### EXCERPT PROVIDED
------------------------------------

Southgate also discussed how even with their sights set forward, it’s important to remember what F&B does well and to ensure that that legacy is continued and built upon.

“This has always been an incredibly potent, creative agency that has always done things slightly differently,” Southgate said. “The agency has always worked very, very hard to create ideas that can travel and sit and impact the world outside of a single space or a single channel. So, [we’re aiming for] more of that, for sure, [and it’s important to] remind ourselves that we’ve always been very good at this.”

Angel Guerrero with Forsman & Bodenfor’s Toby Southgate, Global CEO and Anna Qvennerstedt, Global Creative Chairman

When it comes to making the move to F&B, Southgate talks about the cultural leaps that he’s had to take and what differences that F&B embodies he believes are beneficial in terms of the work they put out.

“It’s easy to think that the way that F&B works is a Swedish way of working, and it’s not,” he expressed. “It’s an F&B way of working. Not every agency in Sweden works like F&B. And in fact, they set out to do that.”

Southgate called F&B “radically different” from other agencies that he’s encountered and worked with and that the pillars that make the agency special are actually really simple.

“[At F&B,] there’s a real belief that you’re here to do something good — to solve a problem at its highest level. There’s very little reactive or tactical or executional work that can’t be framed around a bigger challenge. And the teams embrace that. So, they’re not here to sell phones. They’re here to take a company and a brand in a new direction.”

------------------------------------

### SOURCE DATA
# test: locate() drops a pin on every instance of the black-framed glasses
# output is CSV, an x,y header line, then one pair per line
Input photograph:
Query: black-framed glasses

------------------------------------

### REQUIREMENTS
Reproduce word for word everything in the Forsman & Bodenfor excerpt from "Southgate called F&B" down to "actually really simple.".

### REPLY
Southgate called F&B “radically different” from other agencies that he’s encountered and worked with and that the pillars that make the agency special are actually really simple.